REQUIRED WORK. Copy out the records below, from the line with "of the foam" up to and including the line with "Target: foam on shore", keeping every character as it appears.

RECORDS FOR THIS EXERCISE.

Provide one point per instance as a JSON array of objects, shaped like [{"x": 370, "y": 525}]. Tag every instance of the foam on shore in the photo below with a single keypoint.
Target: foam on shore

* * *

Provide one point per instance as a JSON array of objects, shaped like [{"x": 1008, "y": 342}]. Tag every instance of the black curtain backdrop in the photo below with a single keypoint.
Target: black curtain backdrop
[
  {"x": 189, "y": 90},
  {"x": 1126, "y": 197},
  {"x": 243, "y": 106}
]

--

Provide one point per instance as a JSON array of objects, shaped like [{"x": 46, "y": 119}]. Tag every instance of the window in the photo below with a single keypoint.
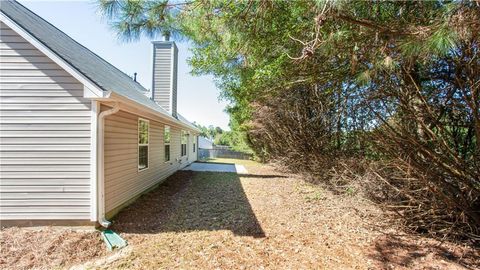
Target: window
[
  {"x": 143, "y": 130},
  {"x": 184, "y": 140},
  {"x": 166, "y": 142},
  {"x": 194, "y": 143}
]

COMPLETED EXERCISE.
Provide one point per instance as a JSON array of objects, shaped like [{"x": 370, "y": 525}]. Tag every instance of the foam on shore in the photo below with a single keypoint.
Target: foam on shore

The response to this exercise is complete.